If we define the sequence $x_n$ through the recurrence relationship $x_{n+1}=\sqrt{6+x_n}$. There are three cases for values of $x_1$.

CASE $1$: $x_1=3$

Obviously, if $x_1=3$, then $x_n=3$ for all $n>1$.

CASE $2$: $-6\le x_1<3$

If $-6\le x_1<3$, then it is easy to see inductively that $0<x_{n}<3$ for all $n > 1$. Additionally, it is easy to see that $x_{n+1}-x_n=\sqrt{6+x_n}-x_n=\frac{(3-x_n)(2+x_n)}{\sqrt{6+x_n}+x_n}>0$ and thus $x_n$ increases monotonically. Therefore we have

$$\lim_{n\to \infty}x_{n+1}=\lim_{n\to \infty}x_n=\sqrt{6+\lim_{n\to \infty}x_n}\implies \lim_{n\to \infty}x_n=3$$

CASE $3$: $3<x_1$

If $3<x_1$, then it is easy to see inductively that $0<x_{n}>3$ for all $n\ge 1$. Additionally, it is easy to see that $x_{n+1}-x_n=\sqrt{6+x_n}-x_n=\frac{(3-x_n)(2+x_n)}{\sqrt{6+x_n}+x_n}<0$ and thus $x_n$ decreases monotonically.

Therefore we have $$\lim_{n\to \infty}x_{n+1}=\lim_{n\to \infty}x_n=\sqrt{6+\lim_{n\to \infty}x_n}\implies \lim_{n\to \infty}x_n=3$$

(Entries from a point annotation set)
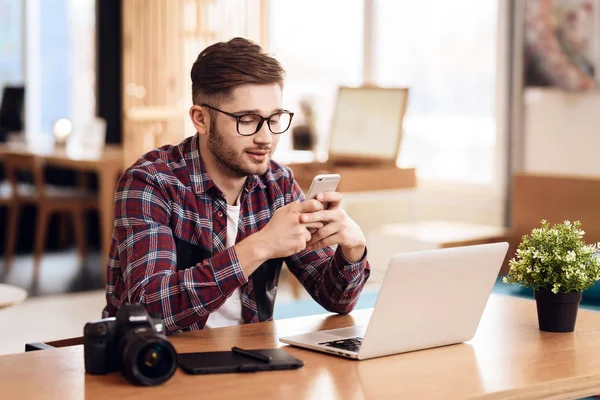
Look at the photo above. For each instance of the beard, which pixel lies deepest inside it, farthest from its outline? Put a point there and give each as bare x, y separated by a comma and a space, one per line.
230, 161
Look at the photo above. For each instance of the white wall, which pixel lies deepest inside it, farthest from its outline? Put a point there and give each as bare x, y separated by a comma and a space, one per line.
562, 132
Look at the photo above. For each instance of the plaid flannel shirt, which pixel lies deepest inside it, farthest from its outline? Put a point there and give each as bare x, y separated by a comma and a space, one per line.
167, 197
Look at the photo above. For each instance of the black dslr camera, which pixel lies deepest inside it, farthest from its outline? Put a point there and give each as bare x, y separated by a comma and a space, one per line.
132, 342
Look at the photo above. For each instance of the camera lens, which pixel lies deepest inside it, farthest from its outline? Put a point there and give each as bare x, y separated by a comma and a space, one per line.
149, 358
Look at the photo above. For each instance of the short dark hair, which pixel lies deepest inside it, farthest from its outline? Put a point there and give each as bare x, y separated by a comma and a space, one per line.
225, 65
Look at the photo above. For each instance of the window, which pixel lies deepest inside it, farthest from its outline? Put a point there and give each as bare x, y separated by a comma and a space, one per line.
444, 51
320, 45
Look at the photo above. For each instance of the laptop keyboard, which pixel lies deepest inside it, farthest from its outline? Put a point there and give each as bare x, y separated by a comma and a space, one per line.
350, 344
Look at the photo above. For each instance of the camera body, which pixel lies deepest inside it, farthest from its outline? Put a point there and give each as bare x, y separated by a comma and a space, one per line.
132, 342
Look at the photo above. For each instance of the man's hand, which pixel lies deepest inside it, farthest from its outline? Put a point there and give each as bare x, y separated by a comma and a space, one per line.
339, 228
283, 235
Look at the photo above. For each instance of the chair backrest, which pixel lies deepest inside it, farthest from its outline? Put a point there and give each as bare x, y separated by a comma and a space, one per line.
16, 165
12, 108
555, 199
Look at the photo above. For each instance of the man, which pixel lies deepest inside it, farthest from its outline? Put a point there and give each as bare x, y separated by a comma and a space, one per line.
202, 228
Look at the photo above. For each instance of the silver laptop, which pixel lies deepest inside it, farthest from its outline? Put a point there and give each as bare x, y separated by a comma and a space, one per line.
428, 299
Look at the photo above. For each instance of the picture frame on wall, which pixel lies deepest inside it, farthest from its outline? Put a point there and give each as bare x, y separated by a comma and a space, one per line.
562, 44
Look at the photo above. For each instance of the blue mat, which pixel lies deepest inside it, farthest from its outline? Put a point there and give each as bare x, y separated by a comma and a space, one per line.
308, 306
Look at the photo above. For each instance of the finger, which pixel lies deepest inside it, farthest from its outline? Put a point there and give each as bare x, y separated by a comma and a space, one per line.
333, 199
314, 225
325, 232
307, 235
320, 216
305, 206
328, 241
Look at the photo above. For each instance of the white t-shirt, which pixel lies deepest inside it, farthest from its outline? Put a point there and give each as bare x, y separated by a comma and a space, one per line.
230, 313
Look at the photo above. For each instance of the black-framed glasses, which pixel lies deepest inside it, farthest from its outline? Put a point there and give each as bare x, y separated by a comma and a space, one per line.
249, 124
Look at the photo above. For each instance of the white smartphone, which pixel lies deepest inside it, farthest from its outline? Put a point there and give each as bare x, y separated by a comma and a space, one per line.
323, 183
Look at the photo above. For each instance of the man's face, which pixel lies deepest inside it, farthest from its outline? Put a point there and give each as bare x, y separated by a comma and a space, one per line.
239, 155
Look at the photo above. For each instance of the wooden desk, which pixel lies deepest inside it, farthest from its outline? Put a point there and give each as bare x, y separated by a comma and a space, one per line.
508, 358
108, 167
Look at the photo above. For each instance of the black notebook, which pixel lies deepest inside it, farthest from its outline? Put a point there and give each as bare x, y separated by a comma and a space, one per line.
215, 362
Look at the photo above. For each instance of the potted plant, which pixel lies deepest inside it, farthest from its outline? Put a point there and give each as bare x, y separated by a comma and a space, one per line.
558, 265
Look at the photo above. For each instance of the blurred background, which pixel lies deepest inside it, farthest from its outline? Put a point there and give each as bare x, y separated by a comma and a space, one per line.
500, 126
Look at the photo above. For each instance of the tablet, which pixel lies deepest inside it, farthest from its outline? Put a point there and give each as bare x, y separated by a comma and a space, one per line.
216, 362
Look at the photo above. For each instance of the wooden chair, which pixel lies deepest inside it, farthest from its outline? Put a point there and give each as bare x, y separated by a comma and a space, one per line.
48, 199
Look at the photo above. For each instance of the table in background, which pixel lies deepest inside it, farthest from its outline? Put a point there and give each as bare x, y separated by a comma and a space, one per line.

* Problems
A. In the recurrence text, how many cases for the value of x_1 are considered?
B. Reproduce word for word the part of the recurrence text that opens with the words containing "Obviously, if $x_1=3$, then" and closes with "thus $x_n$ decreases monotonically.".

* Solutions in order
A. Three.

B.
Obviously, if $x_1=3$, then $x_n=3$ for all $n>1$.

CASE $2$: $-6\le x_1<3$

If $-6\le x_1<3$, then it is easy to see inductively that $0<x_{n}<3$ for all $n > 1$. Additionally, it is easy to see that $x_{n+1}-x_n=\sqrt{6+x_n}-x_n=\frac{(3-x_n)(2+x_n)}{\sqrt{6+x_n}+x_n}>0$ and thus $x_n$ increases monotonically. Therefore we have

$$\lim_{n\to \infty}x_{n+1}=\lim_{n\to \infty}x_n=\sqrt{6+\lim_{n\to \infty}x_n}\implies \lim_{n\to \infty}x_n=3$$

CASE $3$: $3<x_1$

If $3<x_1$, then it is easy to see inductively that $0<x_{n}>3$ for all $n\ge 1$. Additionally, it is easy to see that $x_{n+1}-x_n=\sqrt{6+x_n}-x_n=\frac{(3-x_n)(2+x_n)}{\sqrt{6+x_n}+x_n}<0$ and thus $x_n$ decreases monotonically.